DO THIS | Write out again the stretch from the start of the lines through the line containing "point(8, 22)", requests included and pictures left out. Multiply every point coordinate in the answers by 0.25, rounding to whole numbers with halves going up.
================
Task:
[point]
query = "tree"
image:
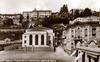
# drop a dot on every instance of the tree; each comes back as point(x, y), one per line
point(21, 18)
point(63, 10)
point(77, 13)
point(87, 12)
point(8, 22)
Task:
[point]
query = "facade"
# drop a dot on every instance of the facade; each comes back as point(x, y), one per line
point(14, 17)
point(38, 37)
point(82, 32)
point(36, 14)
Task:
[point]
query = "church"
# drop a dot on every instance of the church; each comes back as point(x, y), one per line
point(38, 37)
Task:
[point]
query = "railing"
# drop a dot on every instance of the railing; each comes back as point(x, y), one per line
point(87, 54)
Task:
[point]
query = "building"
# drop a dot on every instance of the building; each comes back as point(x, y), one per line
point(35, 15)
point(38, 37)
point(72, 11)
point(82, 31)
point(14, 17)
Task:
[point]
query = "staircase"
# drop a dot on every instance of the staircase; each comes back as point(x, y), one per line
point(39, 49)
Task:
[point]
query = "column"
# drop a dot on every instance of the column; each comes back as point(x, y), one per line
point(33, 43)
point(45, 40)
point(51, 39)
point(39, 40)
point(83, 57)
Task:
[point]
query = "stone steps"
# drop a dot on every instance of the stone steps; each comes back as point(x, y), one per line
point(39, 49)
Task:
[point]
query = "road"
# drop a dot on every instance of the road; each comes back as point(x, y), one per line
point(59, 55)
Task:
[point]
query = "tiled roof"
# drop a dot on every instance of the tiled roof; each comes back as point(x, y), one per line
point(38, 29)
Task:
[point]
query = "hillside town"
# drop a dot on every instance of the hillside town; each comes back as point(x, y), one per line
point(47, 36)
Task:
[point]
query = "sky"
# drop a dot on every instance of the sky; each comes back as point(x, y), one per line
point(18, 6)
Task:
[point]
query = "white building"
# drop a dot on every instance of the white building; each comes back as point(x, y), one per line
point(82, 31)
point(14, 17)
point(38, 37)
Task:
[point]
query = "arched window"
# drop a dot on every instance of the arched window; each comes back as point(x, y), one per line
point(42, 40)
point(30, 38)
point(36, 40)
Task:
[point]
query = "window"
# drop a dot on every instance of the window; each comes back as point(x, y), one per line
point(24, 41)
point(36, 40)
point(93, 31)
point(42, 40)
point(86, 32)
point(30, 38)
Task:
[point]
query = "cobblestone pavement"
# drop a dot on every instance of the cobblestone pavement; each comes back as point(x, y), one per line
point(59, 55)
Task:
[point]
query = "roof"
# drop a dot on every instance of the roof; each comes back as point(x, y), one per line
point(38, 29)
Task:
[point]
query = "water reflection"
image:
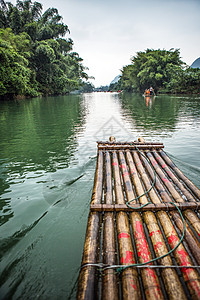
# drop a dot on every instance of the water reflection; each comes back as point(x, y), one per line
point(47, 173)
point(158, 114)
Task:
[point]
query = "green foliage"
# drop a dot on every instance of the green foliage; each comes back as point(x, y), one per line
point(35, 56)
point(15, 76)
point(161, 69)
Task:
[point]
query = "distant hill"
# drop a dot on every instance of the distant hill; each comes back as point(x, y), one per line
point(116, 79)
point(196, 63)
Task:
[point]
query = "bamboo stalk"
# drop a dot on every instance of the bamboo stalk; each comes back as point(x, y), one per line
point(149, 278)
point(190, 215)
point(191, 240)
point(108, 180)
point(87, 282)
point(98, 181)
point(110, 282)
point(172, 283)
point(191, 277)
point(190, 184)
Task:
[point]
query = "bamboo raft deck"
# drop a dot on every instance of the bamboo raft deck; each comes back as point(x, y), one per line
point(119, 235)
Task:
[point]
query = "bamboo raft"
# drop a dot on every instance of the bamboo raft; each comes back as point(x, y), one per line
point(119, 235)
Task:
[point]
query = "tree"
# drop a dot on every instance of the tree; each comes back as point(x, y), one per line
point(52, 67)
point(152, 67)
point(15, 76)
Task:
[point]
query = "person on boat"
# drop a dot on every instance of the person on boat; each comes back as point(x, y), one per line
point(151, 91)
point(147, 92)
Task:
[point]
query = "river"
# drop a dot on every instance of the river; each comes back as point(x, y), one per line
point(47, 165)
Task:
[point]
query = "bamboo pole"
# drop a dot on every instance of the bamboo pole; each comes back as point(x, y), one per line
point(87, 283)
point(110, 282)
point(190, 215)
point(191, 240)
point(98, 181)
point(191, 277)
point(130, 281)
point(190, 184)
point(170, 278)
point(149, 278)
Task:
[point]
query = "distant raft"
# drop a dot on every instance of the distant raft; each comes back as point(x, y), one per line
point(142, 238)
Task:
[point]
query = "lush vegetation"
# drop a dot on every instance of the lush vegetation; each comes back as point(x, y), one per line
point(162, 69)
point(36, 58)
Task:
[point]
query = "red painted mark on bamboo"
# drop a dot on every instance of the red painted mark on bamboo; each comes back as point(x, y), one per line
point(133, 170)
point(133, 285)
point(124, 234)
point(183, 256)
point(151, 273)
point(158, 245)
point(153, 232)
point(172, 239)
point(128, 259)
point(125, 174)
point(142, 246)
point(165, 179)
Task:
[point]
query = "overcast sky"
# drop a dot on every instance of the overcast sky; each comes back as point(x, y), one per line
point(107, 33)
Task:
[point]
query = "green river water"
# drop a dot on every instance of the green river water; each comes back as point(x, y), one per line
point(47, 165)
================
SOLVED EXERCISE |
Task:
[point]
query = "tree"
image:
# drop a dot on every instance of the tree; each comes back as point(x, y), one per line
point(5, 5)
point(16, 3)
point(19, 3)
point(22, 3)
point(2, 6)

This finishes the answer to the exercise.